**Objective**
Return all entries word for word, but drop any images.

(Dataset records)
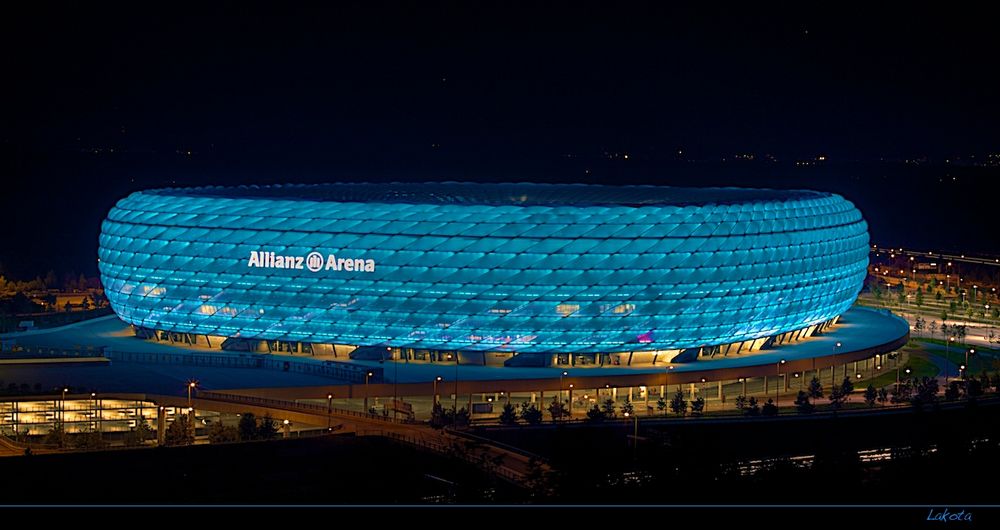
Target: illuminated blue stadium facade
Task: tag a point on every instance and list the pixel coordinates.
(500, 268)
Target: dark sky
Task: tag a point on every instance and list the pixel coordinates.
(368, 91)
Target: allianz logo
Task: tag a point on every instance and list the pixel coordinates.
(313, 262)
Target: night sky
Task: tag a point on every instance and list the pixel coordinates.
(100, 101)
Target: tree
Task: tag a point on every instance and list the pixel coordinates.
(926, 391)
(594, 415)
(219, 433)
(973, 389)
(627, 408)
(557, 409)
(56, 436)
(846, 387)
(876, 290)
(954, 391)
(88, 440)
(247, 427)
(883, 396)
(138, 435)
(802, 403)
(678, 405)
(697, 406)
(531, 414)
(871, 395)
(462, 417)
(836, 397)
(180, 431)
(815, 388)
(508, 416)
(608, 407)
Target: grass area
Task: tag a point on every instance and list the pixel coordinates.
(917, 362)
(957, 346)
(985, 358)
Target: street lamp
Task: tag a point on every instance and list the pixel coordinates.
(191, 385)
(947, 357)
(777, 386)
(666, 380)
(635, 433)
(329, 411)
(368, 375)
(395, 407)
(93, 395)
(704, 392)
(62, 409)
(436, 381)
(569, 395)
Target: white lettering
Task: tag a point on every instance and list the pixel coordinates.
(313, 262)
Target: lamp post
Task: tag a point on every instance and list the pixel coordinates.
(947, 358)
(705, 393)
(666, 380)
(833, 366)
(395, 412)
(93, 396)
(777, 386)
(635, 433)
(455, 406)
(62, 409)
(368, 375)
(329, 411)
(435, 400)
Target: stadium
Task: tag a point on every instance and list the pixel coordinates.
(485, 274)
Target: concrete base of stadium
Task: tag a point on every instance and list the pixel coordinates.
(860, 341)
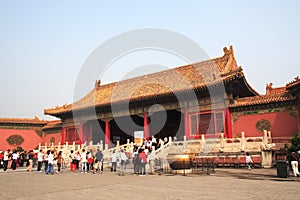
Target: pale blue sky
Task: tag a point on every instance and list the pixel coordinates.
(43, 44)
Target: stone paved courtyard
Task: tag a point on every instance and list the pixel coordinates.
(223, 184)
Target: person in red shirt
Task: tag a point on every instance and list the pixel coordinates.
(143, 162)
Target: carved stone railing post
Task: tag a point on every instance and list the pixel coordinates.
(184, 142)
(222, 143)
(101, 145)
(243, 141)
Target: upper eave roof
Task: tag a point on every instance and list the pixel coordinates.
(262, 99)
(189, 77)
(35, 120)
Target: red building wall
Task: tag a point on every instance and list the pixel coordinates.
(53, 136)
(30, 139)
(282, 124)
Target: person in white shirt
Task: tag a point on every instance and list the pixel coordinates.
(15, 157)
(50, 163)
(5, 159)
(40, 160)
(123, 159)
(83, 161)
(113, 159)
(248, 160)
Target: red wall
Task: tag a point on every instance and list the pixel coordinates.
(56, 136)
(31, 139)
(283, 124)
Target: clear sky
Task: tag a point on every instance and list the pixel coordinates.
(43, 44)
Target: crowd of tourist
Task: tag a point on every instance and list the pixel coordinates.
(84, 161)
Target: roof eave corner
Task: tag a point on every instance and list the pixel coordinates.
(231, 64)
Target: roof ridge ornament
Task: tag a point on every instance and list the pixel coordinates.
(97, 84)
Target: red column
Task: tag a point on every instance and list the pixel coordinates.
(146, 126)
(91, 131)
(228, 124)
(107, 133)
(81, 133)
(186, 123)
(63, 135)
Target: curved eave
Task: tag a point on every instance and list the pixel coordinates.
(227, 78)
(262, 100)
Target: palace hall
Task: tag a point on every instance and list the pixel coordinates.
(210, 98)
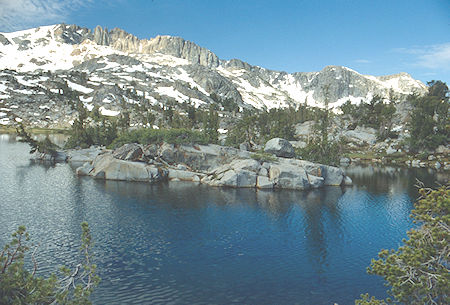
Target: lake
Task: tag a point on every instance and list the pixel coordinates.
(182, 243)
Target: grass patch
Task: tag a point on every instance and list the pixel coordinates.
(149, 136)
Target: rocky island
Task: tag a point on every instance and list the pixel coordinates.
(211, 164)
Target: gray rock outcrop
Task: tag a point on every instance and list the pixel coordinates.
(280, 148)
(212, 165)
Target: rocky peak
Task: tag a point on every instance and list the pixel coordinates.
(71, 34)
(175, 46)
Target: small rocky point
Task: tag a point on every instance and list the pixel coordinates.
(212, 165)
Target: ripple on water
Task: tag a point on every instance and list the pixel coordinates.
(182, 244)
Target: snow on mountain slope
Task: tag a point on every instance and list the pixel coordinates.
(167, 69)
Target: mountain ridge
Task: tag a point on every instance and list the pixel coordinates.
(172, 68)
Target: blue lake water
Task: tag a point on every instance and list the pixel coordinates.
(181, 243)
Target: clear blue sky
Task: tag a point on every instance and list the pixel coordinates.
(369, 36)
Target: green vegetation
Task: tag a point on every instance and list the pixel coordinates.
(172, 136)
(257, 127)
(45, 146)
(320, 148)
(92, 129)
(263, 157)
(21, 286)
(430, 124)
(418, 272)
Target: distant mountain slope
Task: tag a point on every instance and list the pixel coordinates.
(165, 68)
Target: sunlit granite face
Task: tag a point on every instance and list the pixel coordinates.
(184, 243)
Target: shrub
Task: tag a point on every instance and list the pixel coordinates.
(21, 286)
(418, 272)
(172, 136)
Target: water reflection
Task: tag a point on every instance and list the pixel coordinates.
(393, 180)
(185, 243)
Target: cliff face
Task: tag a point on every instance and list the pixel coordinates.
(164, 70)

**Complete response**
Target: illuminated blue stadium facade
Task: tag a point on every instance and list the pixel coordinates.
(500, 268)
Target: dark sky
Task: tag a point on every instance and list the pixel coordinates.
(368, 91)
Target: allianz logo
Task: tag a point on every instance and list the pixel coordinates.
(313, 262)
Target: night sky
Task: tag a point on every instance and list the pixel coordinates.
(100, 101)
Target: tree
Task: tag a point on every instance and list the pixel coordinates.
(926, 391)
(594, 415)
(219, 433)
(973, 389)
(627, 408)
(557, 409)
(56, 436)
(846, 387)
(876, 290)
(954, 391)
(88, 440)
(247, 427)
(883, 396)
(138, 435)
(802, 403)
(678, 405)
(697, 406)
(531, 414)
(871, 395)
(462, 417)
(836, 397)
(180, 431)
(815, 388)
(508, 416)
(608, 407)
Target: grass area
Task: tag a point on every instance and list the pixel coordinates.
(917, 362)
(957, 346)
(985, 358)
Target: street lamp
Task: tag a point on every instance and list the pixel coordinates.
(191, 385)
(947, 357)
(777, 386)
(666, 380)
(635, 433)
(329, 411)
(368, 375)
(395, 407)
(93, 395)
(704, 392)
(62, 409)
(436, 381)
(569, 395)
Target: white lettering
Task: tag a point on every instance and list the pixel coordinates.
(313, 262)
Target: lamp post
Task: tag a point on every instance and list the pixel coordinates.
(947, 358)
(705, 393)
(666, 380)
(833, 366)
(395, 412)
(93, 396)
(777, 386)
(635, 433)
(455, 406)
(62, 409)
(368, 375)
(329, 411)
(435, 400)
Target: stadium
Task: tag a point on every instance and list the pixel coordinates.
(485, 274)
Target: concrete base of stadium
Task: tag a point on every instance and list the pixel coordinates.
(860, 341)
Target: pale blue sky
Task: tag a point on every instance and list the pixel coordinates.
(43, 44)
Target: stone paved courtyard
Task: tag a point on every instance and list the pixel coordinates.
(223, 184)
Target: person in red shirt
Task: tag a point on every instance and list the pixel coordinates.
(143, 162)
Target: carved stone railing post
Task: tag a point on every instance and list the pixel coordinates.
(184, 142)
(222, 143)
(101, 145)
(243, 141)
Target: upper eave roof
Task: tag a point on every instance and list the pixel coordinates.
(262, 99)
(189, 77)
(35, 120)
Target: red building wall
Task: tag a point on every instance and list the pixel coordinates.
(53, 136)
(30, 139)
(282, 124)
Target: person in white shirt
Task: tag a point on every instance and list the pixel coordinates.
(15, 157)
(50, 163)
(5, 159)
(40, 160)
(123, 159)
(83, 161)
(113, 159)
(248, 160)
Target: red wall
Task: tag a point on every instance and list the pixel coordinates.
(56, 136)
(31, 139)
(283, 124)
Target: clear sky
Task: tag a point on every instance and list the pixel coordinates.
(43, 44)
Target: crowd of tourist
Task: tag a point on every instance and list the pixel coordinates.
(84, 161)
Target: roof eave corner
Task: tag a point on every instance and list the pixel coordinates.
(231, 64)
Target: roof ridge ornament
Task: tag a point on every instance and list the pixel coordinates.
(97, 84)
Target: red column
Task: tag a point on every instance and list the pixel coordinates.
(146, 126)
(91, 131)
(228, 124)
(107, 133)
(81, 133)
(186, 123)
(63, 135)
Target: curved eave
Task: tag a point on every instance and list the pixel coordinates.
(227, 78)
(262, 100)
Target: palace hall
Task: tag a point on every instance and list the pixel coordinates.
(210, 98)
Target: lake
Task: tag a point on every instance and list the pixel coordinates.
(182, 243)
Target: grass patch
Task: tag a point on every instance and list the pixel coordinates.
(149, 136)
Target: rocky island
Task: tag a point on every instance and list the pixel coordinates.
(211, 164)
Target: gray rock outcrop
Task: tag a point on every instance and list the pixel coordinates.
(280, 148)
(212, 165)
Target: rocky peak
Task: tag a point on every instance and list the pixel coordinates.
(71, 34)
(175, 46)
Target: small rocky point
Task: tag a point on every instance and list the pixel coordinates.
(212, 165)
Target: ripple on water
Task: tag a point on every instance and list the pixel coordinates.
(182, 244)
Target: snow on mountain slope
Task: tag a point on every instance and list the pixel coordinates.
(167, 69)
Target: mountain ridge
Task: tag a point on every instance and list the pixel coordinates.
(172, 68)
Target: blue lake water
Task: tag a point on every instance and list the pixel coordinates.
(181, 243)
Target: clear blue sky
Task: tag a point on every instance and list the pixel coordinates.
(369, 36)
Target: green vegetation
Task: tag a point on every instance and list the pixel coordinates.
(172, 136)
(257, 127)
(45, 146)
(320, 148)
(92, 129)
(263, 157)
(21, 286)
(430, 124)
(418, 272)
Target: distant mountain slope
Task: tag a point on every instance and list the pixel coordinates.
(165, 68)
Target: sunlit granite face
Task: tag a point on every instance and list the pixel coordinates.
(184, 243)
Target: shrub
Task: tag a point on every instance and list the pixel coordinates.
(21, 286)
(418, 272)
(172, 136)
Target: water reflection
Task: tag a point on every instance and list the pixel coordinates.
(393, 180)
(185, 243)
Target: cliff face
Task: tag a point on every instance and list the pixel coordinates.
(164, 70)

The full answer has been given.